Written task:
Produce an exact copy of the lines from the line containing "indicate the wooden log bench with a point" through the last line of the listing below, both ends included, and nothing else.
-------- Supplied records
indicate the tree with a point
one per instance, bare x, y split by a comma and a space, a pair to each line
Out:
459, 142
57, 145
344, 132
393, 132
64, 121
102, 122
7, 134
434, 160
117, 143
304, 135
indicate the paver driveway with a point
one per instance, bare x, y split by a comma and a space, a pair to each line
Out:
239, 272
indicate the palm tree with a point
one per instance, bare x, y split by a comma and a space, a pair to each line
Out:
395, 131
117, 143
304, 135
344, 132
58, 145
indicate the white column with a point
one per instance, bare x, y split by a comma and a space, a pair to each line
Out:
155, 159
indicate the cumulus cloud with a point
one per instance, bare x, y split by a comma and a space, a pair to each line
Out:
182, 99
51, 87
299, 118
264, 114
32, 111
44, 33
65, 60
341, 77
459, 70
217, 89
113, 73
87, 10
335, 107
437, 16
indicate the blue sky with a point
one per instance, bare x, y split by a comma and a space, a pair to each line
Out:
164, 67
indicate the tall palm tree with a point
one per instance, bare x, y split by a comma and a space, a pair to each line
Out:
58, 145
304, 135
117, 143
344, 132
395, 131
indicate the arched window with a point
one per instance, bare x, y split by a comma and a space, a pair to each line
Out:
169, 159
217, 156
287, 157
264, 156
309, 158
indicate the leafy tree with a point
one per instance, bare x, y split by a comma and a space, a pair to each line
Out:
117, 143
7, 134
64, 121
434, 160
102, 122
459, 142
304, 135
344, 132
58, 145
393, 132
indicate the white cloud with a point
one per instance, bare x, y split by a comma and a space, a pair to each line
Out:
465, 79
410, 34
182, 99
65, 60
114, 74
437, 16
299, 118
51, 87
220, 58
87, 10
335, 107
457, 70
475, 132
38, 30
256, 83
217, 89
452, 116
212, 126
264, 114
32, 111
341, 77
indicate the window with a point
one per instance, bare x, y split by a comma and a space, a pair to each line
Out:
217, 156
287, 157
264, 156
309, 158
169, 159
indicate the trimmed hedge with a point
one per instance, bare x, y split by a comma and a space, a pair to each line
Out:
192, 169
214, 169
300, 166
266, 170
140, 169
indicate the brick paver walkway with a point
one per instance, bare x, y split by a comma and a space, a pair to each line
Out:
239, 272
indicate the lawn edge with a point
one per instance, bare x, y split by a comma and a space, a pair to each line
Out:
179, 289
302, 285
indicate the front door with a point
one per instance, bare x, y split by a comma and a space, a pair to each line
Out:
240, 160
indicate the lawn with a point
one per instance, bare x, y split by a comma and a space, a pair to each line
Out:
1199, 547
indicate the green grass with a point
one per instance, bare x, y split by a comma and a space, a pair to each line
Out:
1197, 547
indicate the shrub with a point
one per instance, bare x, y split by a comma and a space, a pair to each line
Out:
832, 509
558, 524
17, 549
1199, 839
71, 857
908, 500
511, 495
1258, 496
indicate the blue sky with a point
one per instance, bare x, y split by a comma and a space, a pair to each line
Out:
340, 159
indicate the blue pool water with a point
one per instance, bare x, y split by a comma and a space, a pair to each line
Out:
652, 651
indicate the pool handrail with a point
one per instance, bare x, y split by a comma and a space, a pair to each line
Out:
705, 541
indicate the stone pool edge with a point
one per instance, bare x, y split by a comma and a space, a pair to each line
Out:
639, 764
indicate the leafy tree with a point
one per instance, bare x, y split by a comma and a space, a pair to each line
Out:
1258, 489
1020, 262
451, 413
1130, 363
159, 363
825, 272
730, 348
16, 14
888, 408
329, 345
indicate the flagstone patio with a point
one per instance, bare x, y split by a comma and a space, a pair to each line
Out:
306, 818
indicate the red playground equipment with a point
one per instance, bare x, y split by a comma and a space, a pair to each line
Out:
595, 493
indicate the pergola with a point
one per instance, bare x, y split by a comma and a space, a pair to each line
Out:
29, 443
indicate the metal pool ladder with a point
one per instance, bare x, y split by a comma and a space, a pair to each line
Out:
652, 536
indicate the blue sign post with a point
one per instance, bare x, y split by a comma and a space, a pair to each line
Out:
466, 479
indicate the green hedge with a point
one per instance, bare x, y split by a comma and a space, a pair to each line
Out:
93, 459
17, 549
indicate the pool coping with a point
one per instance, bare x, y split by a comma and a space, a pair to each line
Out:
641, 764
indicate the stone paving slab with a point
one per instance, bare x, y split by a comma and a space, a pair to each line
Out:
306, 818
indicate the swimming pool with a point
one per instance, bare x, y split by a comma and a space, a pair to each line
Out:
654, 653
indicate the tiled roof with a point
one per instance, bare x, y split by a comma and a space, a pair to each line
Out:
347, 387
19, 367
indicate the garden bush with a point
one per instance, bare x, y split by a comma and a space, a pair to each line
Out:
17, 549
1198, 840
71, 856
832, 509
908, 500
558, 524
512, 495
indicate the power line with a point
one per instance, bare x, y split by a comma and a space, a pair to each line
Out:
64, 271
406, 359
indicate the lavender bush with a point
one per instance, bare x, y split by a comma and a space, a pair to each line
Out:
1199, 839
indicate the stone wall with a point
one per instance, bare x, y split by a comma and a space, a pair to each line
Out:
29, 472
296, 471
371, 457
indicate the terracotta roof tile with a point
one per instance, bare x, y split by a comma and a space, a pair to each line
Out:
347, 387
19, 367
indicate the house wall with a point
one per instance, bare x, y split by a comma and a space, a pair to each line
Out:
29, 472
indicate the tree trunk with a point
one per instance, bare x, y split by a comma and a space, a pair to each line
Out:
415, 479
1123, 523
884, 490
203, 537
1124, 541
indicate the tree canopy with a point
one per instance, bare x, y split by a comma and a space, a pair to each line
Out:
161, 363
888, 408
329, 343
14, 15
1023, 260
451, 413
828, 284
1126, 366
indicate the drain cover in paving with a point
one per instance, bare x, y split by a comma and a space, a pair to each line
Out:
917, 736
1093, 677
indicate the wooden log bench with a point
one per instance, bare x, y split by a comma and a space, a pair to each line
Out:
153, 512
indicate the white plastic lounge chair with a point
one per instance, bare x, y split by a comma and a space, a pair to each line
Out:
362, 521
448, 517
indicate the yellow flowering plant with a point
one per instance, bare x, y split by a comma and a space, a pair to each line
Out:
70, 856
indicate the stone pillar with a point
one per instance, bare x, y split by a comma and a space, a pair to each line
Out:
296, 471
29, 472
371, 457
----------------
Final result:
indicate the wooden log bench with a point
one per instance, bare x, y split by a comma and a space, a pair to each line
Out:
153, 512
indicate the white plastic lounge chair with a point
one per instance, bare x, y split by a comma and a space, a pair to each line
Out:
362, 521
448, 517
indicate the yellow flowering plant with a point
one per instance, bare x, y split by a comma and a space, a pair to each line
Out:
70, 856
indicate the stone pillar with a point
one per instance, bare x, y split by a comma and a space, a pair to each line
Out:
296, 471
29, 472
371, 457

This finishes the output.